» Task requirements
Rewrite the material below with every "instance" changed to "occurrence", leaving everything else as it is.

» Provided data
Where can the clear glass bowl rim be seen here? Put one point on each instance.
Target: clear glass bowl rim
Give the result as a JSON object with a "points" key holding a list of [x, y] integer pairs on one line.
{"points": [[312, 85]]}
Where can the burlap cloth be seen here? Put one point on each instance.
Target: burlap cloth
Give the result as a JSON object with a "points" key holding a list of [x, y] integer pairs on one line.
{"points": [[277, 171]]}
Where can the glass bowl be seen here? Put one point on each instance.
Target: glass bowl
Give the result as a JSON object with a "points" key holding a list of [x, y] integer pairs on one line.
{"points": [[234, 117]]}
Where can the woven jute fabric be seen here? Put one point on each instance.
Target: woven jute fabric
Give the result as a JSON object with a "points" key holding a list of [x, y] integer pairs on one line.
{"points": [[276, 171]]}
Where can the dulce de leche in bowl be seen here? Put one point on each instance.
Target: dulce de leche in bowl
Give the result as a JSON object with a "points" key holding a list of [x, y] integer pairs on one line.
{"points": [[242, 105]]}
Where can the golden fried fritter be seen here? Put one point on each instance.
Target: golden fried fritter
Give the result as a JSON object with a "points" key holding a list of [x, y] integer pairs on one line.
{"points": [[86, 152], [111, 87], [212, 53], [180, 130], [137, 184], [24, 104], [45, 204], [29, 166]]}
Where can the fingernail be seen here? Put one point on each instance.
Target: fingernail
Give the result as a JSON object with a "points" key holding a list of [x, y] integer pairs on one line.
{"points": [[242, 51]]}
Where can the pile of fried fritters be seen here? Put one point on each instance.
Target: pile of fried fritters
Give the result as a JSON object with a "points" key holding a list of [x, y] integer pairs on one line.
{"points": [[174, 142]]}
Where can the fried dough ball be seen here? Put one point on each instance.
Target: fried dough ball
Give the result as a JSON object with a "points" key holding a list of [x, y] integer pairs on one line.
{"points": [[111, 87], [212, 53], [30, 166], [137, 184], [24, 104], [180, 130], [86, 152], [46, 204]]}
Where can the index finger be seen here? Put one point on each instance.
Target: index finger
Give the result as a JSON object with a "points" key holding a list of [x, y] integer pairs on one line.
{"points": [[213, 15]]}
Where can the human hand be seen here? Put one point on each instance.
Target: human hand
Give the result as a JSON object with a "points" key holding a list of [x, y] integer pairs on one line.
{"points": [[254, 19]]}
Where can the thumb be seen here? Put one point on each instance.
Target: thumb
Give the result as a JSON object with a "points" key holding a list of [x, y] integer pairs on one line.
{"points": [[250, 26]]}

» Solution to the problem
Where can the clear glass bowl rim be seen here? Put one point on each occurrence.
Target: clear glass bowl rim
Give the result as a JSON object with a "points" key holding a list of [x, y] integer pairs on one line.
{"points": [[312, 85]]}
Where can the burlap cloth be seen here? Put one point on each occurrence.
Target: burlap cloth
Give the result as a JSON object with a "points" key holding a list of [x, y] integer pairs on one line.
{"points": [[277, 171]]}
Where can the glass bowl be seen here? Put one point on each occurrence.
Target: glass bowl
Give the result as a JSON object with a "points" key holding a list of [x, y] integer pairs on one line.
{"points": [[234, 117]]}
Where can the woven jute fabric be seen here? Put one point on each occurrence.
Target: woven jute fabric
Give the result as a JSON object with a "points" key holding a list of [x, y] integer pairs on one line.
{"points": [[276, 171]]}
Where can the dulce de leche in bowl be seen here? Put one point on each occurrence.
Target: dulce de leche in bowl
Give the result as a JSON object with a "points" key holding a list of [x, y] integer pairs on one line.
{"points": [[242, 105]]}
Where can the golden fried fritter be seen here? Put one point on each occurrence.
Target: golden fried fritter
Give the result as a JSON object with a "points" key holding a list of [x, y] integer pairs on one line.
{"points": [[86, 152], [111, 87], [212, 53], [180, 130], [137, 184], [24, 104], [45, 204], [29, 166]]}
Where can the fingernail be seen here? Put one point on each occurrence.
Target: fingernail
Give the result as a JSON object with a "points" key holding a list of [x, y] integer pairs on one line.
{"points": [[242, 51]]}
Where can the pile of fried fritters be seen here? Put one point on each occurrence.
Target: pile of fried fritters
Give the result as a JSON object with a "points" key holding a list of [x, y] integer pairs on one line.
{"points": [[174, 142]]}
Where can the fried dough ball be seen here? Put one point on each occurrence.
Target: fried dough ball
Give the result as a JSON object with a "points" key holding a list of [x, y] integer pairs on one line.
{"points": [[111, 87], [212, 53], [30, 166], [137, 184], [24, 104], [180, 130], [86, 152], [46, 204]]}
Where can the index finger be seen here? Put one point on each occurrence.
Target: index finger
Give the result as a JSON object with a "points" key holding a list of [x, y] integer pairs on one line.
{"points": [[213, 15]]}
Where can the human hand be seen here? Put one point on each occurrence.
Target: human hand
Give the result as a JSON object with a "points" key holding a list of [x, y] integer pairs on one line.
{"points": [[254, 19]]}
Where can the thumb be seen here? Put one point on each occurrence.
Target: thumb
Give the result as a JSON object with a "points" key holding a list of [x, y] integer pairs on one line.
{"points": [[250, 26]]}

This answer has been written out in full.